* PROBLEMS
**1.** Can you copy, word for word, the part of the passage on travel softball between "And I've witnessed" and "trouble to fathom.", inclusive?
**2.** How would you render the sentence "That's a big commitment and a big price to pay" from the passage on travel softball in Spanish?

* EXCERPT TO READ
>>>

And I've witnessed it first-hand -- parents who think that this is a ticket to a full college scholarship, parents who somehow think that having one talent (such as speed) will make a kid a college player even if the girl doesn't have a batting eye or an arm, divorced dads who get to spend huge amounts of time with their kids when the travel teams they coach play every weekend from mid-April through early August, rec leagues getting cannibalized by travel programs when kids are as young at 10, travel programs who require three days a week in the off-season and then almost every day during it, parents who spend thousands on trips, lessons, equipment, all in the name of something I do have trouble to fathom.

And this phenomenon begs some questions:

1. Do the parents think that they are acting in their kids' best interests? Yes, I would argue in almost every case they do.

2. Are the parents acting in the best interests of their kids? That's hard to say. You can tell by how happy the kids look -- on the bench, during the games and after the games -- as to whether this intense an activity is good for the kids. Many won't play in high school (although travel zealots will argue that travel ball is better), let alone college. Whether they develop "life skills" will depend on the quality of their coaches, with whom they will spend more time than teachers or parents (at times). My view is that the commitment requires way too much of families and kids, to the point where it doesn't let families be "whole" families, causes other kids to get neglected, and takes away from the player's ability to have a life outside softball. That's a big commitment and a big price to pay. As well as a commitment to eating salty, greasy hot dogs cooked in a crowded, usually not-so-clean snack stand repeatedly for about three months. If you make the commitment, pack the celery and carrots.

<<<

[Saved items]
>>>

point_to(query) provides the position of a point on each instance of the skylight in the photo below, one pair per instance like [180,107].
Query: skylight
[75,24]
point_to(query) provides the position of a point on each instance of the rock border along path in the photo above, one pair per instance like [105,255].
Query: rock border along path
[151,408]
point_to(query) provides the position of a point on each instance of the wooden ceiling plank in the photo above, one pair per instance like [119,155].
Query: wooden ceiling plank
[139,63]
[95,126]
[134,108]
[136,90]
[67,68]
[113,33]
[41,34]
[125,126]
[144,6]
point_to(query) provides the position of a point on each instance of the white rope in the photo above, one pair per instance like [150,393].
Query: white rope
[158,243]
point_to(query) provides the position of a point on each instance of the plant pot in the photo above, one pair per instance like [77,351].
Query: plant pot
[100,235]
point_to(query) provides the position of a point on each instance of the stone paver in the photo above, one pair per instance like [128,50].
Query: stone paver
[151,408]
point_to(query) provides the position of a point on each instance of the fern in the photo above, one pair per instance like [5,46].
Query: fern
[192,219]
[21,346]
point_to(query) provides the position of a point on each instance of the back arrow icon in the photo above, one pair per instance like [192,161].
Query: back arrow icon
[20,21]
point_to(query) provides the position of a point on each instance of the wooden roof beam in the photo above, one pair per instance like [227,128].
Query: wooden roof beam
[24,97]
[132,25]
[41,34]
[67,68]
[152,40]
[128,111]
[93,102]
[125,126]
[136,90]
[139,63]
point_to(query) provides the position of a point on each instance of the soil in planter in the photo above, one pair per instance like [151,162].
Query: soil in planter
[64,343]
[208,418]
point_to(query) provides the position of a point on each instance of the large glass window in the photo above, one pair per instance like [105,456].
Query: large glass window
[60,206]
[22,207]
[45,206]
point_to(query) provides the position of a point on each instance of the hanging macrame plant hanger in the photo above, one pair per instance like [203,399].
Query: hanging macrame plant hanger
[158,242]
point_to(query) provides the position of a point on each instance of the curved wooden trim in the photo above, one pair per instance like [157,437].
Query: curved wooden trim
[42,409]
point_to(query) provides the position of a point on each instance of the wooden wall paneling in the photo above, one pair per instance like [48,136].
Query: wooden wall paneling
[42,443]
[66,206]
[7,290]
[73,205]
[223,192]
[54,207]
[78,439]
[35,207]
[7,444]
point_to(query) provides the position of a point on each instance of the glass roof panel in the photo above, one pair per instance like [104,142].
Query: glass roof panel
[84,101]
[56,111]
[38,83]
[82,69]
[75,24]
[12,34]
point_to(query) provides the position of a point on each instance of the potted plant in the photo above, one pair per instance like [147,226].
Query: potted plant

<<<

* ANSWERS PER TASK
**1.**
And I've witnessed it first-hand -- parents who think that this is a ticket to a full college scholarship, parents who somehow think that having one talent (such as speed) will make a kid a college player even if the girl doesn't have a batting eye or an arm, divorced dads who get to spend huge amounts of time with their kids when the travel teams they coach play every weekend from mid-April through early August, rec leagues getting cannibalized by travel programs when kids are as young at 10, travel programs who require three days a week in the off-season and then almost every day during it, parents who spend thousands on trips, lessons, equipment, all in the name of something I do have trouble to fathom.

**2.** Es un gran compromiso y un precio muy alto que pagar.